- [Task goal]: Each line from the one that contains "Expected behaviour: for every instance of the window sill" to the end of the material must be set down exactly, and no line before it.

- [Rows]:

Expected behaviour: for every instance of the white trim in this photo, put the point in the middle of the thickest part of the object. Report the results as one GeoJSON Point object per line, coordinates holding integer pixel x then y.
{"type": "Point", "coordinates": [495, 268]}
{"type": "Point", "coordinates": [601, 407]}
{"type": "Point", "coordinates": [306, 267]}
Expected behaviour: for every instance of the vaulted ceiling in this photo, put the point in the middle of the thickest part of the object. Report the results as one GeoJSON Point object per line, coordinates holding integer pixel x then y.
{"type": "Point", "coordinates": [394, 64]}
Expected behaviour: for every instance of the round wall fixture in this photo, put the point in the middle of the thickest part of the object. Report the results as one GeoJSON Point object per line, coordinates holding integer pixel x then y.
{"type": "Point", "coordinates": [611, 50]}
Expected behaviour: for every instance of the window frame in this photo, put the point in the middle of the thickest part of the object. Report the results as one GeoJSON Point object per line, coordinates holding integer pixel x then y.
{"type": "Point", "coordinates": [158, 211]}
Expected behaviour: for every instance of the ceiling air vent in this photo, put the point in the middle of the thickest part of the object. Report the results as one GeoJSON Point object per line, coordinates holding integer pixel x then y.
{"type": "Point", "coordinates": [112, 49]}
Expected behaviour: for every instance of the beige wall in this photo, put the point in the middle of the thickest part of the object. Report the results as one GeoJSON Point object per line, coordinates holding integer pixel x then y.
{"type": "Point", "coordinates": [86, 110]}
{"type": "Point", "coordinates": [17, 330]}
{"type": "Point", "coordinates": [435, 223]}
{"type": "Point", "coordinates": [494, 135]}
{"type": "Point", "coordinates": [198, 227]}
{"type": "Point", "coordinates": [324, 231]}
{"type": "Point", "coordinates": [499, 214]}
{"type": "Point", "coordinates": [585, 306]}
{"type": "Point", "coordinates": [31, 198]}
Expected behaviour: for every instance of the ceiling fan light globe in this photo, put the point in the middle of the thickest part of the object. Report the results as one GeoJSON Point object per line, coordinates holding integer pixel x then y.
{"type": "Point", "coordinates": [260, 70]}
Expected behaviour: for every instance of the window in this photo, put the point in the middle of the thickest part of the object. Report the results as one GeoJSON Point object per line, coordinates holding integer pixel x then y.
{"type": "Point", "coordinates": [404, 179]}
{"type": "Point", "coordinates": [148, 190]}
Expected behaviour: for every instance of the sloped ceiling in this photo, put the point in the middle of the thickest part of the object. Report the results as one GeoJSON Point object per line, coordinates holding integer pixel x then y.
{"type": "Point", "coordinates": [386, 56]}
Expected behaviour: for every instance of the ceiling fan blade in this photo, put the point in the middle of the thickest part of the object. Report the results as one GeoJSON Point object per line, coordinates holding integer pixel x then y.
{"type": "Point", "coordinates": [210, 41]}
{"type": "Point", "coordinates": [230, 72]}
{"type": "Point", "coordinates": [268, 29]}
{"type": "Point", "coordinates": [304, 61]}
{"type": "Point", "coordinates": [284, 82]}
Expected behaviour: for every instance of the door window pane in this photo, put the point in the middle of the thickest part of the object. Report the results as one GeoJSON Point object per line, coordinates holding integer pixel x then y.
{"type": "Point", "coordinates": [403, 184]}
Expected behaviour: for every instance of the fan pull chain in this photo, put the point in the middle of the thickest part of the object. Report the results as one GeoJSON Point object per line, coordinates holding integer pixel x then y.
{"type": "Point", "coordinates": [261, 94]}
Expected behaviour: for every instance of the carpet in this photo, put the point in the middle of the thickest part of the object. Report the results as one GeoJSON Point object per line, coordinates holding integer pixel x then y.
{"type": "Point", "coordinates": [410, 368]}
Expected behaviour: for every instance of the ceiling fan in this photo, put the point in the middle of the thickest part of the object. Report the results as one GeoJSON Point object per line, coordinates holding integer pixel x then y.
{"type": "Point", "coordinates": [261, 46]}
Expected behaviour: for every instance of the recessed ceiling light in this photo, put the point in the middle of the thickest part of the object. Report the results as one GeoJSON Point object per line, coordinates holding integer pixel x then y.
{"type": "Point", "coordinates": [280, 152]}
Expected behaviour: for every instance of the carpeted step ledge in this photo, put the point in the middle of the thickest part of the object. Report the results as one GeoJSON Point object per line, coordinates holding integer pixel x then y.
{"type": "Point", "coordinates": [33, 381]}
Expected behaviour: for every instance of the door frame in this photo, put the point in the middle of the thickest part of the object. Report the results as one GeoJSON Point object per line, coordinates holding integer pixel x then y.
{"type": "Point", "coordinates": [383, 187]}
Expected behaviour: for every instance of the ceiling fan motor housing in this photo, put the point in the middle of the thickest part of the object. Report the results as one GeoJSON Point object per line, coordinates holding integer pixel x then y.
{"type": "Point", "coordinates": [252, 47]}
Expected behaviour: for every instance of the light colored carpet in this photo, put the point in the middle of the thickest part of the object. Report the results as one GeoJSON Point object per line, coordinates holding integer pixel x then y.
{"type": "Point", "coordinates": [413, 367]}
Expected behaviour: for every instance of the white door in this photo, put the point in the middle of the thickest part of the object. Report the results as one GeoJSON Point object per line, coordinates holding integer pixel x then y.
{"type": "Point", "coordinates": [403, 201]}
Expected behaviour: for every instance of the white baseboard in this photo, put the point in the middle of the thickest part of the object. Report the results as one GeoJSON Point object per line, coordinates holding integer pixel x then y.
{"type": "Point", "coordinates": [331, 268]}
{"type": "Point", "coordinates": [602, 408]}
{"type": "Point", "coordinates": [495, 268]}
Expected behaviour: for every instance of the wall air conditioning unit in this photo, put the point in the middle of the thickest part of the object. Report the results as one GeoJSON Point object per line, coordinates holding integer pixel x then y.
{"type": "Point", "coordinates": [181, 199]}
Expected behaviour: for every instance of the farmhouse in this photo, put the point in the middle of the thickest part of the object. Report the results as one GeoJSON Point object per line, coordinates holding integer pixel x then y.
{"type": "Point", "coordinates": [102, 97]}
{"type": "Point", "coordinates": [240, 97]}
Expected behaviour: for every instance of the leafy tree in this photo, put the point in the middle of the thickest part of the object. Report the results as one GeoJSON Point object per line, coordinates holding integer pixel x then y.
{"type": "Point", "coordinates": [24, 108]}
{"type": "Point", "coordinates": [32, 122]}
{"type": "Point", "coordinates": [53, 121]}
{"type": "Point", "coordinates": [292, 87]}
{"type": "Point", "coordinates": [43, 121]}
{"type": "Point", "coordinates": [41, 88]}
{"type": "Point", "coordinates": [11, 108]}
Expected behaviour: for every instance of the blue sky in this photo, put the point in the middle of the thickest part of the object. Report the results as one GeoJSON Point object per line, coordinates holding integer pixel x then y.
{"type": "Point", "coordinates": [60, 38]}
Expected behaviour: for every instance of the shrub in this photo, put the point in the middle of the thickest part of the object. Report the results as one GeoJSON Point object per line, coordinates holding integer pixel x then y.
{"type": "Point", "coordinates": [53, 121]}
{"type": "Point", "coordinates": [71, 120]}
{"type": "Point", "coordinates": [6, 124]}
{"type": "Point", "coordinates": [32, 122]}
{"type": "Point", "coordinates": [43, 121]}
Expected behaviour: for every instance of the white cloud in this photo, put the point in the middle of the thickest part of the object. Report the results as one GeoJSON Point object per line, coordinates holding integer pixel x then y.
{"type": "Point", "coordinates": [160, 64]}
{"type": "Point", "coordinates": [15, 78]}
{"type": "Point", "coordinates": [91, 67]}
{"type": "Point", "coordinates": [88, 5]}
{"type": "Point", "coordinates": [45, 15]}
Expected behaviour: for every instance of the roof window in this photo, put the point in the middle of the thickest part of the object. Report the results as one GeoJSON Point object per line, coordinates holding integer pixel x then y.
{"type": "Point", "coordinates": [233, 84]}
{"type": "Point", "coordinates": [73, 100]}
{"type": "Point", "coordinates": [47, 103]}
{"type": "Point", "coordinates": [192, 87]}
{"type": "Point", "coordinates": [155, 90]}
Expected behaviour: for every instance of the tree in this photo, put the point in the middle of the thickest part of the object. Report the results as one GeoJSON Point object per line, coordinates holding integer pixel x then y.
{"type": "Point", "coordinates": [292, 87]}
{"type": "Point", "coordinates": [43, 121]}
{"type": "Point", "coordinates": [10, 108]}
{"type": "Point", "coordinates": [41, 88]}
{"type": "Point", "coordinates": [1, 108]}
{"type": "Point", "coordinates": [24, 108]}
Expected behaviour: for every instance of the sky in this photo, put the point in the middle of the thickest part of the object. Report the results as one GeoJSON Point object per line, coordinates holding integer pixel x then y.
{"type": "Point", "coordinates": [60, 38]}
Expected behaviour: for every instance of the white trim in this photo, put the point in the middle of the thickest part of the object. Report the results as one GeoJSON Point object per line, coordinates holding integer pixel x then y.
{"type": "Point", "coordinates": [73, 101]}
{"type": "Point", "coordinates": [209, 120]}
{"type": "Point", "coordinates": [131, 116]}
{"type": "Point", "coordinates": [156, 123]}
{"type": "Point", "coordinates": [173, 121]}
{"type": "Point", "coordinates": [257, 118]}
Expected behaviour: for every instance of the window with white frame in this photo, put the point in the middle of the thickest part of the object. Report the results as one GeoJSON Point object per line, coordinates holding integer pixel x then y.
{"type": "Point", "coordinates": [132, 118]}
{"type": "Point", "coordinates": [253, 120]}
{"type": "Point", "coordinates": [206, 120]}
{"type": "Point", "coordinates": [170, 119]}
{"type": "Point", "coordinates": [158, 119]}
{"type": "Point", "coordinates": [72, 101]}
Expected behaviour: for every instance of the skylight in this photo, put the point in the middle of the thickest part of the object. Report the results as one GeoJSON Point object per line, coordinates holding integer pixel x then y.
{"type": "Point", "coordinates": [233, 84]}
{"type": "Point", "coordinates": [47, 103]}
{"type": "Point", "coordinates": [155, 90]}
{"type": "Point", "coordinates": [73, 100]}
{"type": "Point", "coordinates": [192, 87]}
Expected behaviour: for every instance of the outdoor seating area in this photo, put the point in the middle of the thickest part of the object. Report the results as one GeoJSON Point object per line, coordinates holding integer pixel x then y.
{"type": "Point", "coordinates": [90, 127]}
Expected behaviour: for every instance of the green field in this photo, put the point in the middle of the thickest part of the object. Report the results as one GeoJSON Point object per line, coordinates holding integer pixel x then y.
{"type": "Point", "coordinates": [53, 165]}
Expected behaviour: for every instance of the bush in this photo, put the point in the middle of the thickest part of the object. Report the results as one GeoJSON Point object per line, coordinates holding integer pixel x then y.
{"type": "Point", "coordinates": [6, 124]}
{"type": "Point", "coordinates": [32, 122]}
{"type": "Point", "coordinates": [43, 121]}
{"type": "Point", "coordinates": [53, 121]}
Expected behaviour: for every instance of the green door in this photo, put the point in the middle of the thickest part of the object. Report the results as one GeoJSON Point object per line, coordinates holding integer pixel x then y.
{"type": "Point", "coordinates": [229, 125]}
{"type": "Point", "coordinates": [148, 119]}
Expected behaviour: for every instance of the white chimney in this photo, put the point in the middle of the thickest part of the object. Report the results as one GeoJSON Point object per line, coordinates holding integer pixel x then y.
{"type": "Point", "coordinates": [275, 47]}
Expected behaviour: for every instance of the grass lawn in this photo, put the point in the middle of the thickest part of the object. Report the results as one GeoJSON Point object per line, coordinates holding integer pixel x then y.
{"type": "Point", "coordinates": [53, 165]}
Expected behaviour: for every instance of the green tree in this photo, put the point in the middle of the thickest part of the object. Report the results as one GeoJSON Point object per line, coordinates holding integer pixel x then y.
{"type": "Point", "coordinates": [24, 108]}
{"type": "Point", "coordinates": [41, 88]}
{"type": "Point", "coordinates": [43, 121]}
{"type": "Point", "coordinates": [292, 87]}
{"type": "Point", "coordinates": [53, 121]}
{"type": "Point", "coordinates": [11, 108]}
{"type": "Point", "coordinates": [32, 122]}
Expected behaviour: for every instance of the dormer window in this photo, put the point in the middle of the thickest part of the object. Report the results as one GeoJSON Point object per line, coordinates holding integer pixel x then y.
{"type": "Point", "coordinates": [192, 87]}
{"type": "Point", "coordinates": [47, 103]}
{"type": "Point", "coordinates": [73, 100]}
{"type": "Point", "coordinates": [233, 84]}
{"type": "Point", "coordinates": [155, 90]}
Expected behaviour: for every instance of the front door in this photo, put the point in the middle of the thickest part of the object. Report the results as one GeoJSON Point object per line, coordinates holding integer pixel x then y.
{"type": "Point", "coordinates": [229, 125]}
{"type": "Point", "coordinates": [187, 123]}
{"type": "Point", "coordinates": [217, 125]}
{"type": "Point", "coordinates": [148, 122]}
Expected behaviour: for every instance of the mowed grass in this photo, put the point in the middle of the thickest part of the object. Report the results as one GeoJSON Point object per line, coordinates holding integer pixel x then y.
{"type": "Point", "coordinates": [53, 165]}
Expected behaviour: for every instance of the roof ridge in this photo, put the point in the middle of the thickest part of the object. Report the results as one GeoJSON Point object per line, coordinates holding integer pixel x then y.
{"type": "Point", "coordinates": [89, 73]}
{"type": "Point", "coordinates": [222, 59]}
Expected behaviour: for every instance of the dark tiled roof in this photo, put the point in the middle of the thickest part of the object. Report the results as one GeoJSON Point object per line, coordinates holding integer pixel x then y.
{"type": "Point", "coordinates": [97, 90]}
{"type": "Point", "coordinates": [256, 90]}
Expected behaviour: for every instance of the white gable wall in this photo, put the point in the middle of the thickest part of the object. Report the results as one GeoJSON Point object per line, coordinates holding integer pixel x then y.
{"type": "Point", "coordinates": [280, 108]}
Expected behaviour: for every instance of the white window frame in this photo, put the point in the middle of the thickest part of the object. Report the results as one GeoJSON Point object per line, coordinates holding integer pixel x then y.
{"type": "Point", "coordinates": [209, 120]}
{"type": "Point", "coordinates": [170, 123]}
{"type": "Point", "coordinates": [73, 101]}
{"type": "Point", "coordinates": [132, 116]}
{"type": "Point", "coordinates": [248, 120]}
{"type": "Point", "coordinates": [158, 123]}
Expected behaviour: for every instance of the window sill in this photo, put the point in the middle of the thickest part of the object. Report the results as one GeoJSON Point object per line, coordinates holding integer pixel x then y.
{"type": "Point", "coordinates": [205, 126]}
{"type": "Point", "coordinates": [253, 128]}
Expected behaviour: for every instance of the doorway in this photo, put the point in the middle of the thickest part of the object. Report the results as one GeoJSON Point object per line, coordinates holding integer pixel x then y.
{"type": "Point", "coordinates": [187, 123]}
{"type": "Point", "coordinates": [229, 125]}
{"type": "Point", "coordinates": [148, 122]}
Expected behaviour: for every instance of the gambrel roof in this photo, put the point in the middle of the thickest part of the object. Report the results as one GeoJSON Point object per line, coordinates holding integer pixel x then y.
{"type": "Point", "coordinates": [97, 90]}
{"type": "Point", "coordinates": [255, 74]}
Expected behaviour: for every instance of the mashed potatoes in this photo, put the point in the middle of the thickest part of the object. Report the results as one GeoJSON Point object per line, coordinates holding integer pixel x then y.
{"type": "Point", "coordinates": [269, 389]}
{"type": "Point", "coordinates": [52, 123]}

- [Exercise response]:
Expected behaviour: for every instance of the window sill in this photo, put the point in the middle of the thickest part of the object. Report the results as one GeoJSON Point object per line, coordinates holding integer pixel x then y.
{"type": "Point", "coordinates": [205, 126]}
{"type": "Point", "coordinates": [253, 128]}
Expected behaviour: for every instance of the doorway in this photo, put the point in the middle of the thickest part of the object. Report the results as one GeoJSON Point object per line, coordinates holding integer pixel x then y.
{"type": "Point", "coordinates": [187, 123]}
{"type": "Point", "coordinates": [229, 125]}
{"type": "Point", "coordinates": [148, 122]}
Expected behaviour: for every instance of the gambrel roof in this photo, put the point in the middle of the thickest part of the object. Report the results as one GeoJSON Point object per line, coordinates holding integer pixel x then y.
{"type": "Point", "coordinates": [97, 90]}
{"type": "Point", "coordinates": [255, 74]}
Expected behaviour: for every instance of the mashed potatoes in this photo, put the point in the middle of the thickest part of the object. Report the results as one GeoJSON Point object per line, coordinates holding integer pixel x then y.
{"type": "Point", "coordinates": [269, 389]}
{"type": "Point", "coordinates": [52, 123]}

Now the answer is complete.